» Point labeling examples

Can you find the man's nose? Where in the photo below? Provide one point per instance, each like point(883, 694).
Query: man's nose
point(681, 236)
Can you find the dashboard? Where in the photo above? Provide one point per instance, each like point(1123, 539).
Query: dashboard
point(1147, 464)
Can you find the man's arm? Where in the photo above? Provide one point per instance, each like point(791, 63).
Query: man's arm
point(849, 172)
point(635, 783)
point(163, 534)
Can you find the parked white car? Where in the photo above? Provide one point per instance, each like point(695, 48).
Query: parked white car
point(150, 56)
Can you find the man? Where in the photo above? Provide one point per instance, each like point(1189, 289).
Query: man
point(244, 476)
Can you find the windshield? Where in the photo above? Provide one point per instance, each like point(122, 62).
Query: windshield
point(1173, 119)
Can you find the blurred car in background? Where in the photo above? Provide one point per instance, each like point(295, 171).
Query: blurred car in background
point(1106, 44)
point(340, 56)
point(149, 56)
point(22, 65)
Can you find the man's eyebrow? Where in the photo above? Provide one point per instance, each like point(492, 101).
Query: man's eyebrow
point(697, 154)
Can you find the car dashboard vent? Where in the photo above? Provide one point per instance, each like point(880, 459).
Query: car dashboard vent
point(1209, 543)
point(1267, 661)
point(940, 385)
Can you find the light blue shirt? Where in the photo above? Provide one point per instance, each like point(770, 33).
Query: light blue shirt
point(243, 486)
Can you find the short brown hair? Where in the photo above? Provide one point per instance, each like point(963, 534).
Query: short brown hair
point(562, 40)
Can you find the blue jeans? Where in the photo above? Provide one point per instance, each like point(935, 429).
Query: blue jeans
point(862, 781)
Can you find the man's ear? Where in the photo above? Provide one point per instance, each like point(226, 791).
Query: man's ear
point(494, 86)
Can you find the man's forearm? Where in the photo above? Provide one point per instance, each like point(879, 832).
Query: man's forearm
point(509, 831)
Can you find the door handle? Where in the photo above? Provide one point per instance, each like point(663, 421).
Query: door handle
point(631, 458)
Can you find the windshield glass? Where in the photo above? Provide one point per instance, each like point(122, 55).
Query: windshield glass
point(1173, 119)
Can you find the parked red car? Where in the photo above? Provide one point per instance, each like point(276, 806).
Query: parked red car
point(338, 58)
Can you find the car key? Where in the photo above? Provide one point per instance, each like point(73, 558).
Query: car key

» REQUIREMENTS
Recast the lines above as a JSON list of strings, one string per line, leaving out any blank lines.

» OUTPUT BELOW
[
  "Can you find the man's nose? Where in the photo below? Provide one point per instance, each like point(883, 694).",
  "Query: man's nose",
  "point(681, 236)",
  "Can you find the dashboard? Where in the photo above? Provide one point per instance, each like point(1123, 539).",
  "Query: dashboard",
  "point(1147, 464)",
  "Can you find the man's arm? Where in the photo above? Provide one point per instance, each like point(791, 63).",
  "Query: man's arm",
  "point(849, 172)",
  "point(635, 783)",
  "point(163, 534)",
  "Can you find the parked white car? Where in the photo above? Provide one point per instance, each like point(695, 48).",
  "Query: parked white car",
  "point(150, 56)",
  "Can you find the man? Where in the photo above? Provide one point per instance, each like point(1189, 289).",
  "Query: man",
  "point(244, 476)",
  "Can you find the windshield? Where in the photo above? Provide one point per instance, each like point(122, 62).",
  "Query: windshield",
  "point(1173, 119)",
  "Can you find the blurred car in background? Where in the photo above? Provide one point per instance, each like point(295, 171).",
  "Query: blurred car in background",
  "point(1106, 44)",
  "point(340, 56)",
  "point(149, 56)",
  "point(22, 65)",
  "Can you find the man's eyebrow? Where in the photo above? Provide one point per instance, each like point(492, 101).",
  "Query: man's eyebrow",
  "point(697, 154)",
  "Can you find the car dashboard vent? Where in the photo above? Provide one point per instance, each like point(880, 459).",
  "Query: car dashboard vent",
  "point(1209, 543)",
  "point(1267, 661)",
  "point(940, 385)",
  "Can you find the light blue shirt? Where in the photo above? Provide one point per instance, each like point(770, 33).",
  "Query: light blue shirt",
  "point(243, 486)",
  "Can you find the short brown hair? Where in the photo above? Provide one point per instance, each like point(963, 534).",
  "Query: short brown hair",
  "point(562, 40)",
  "Can you find the blue jeans? Where in the photo above? Provide one point per instance, each like point(935, 429).",
  "Query: blue jeans",
  "point(862, 781)",
  "Can you find the man's ear? Where in the photo above? Provide one point per instance, each like point(226, 791).",
  "Query: man's ear",
  "point(494, 86)",
  "Can you find the man's forearm? Where in the photo above? Provide one point per instance, each like point(879, 832).",
  "Query: man's forearm",
  "point(509, 831)",
  "Can you find the door handle? Where in the photo above? Provide one point per instance, each like point(663, 421).",
  "Query: door handle",
  "point(631, 458)",
  "Can you find the windshield glass? Where in the photo above? Provide one point per instance, each like point(122, 55).",
  "Query: windshield glass",
  "point(1173, 119)",
  "Can you find the parked red car? Where in the photo above? Provide one point per instance, each like point(276, 806).",
  "Query: parked red car",
  "point(338, 58)",
  "Can you find the car key? Where in the photo above? Provide one point per instance, each like point(73, 558).",
  "Query: car key"
]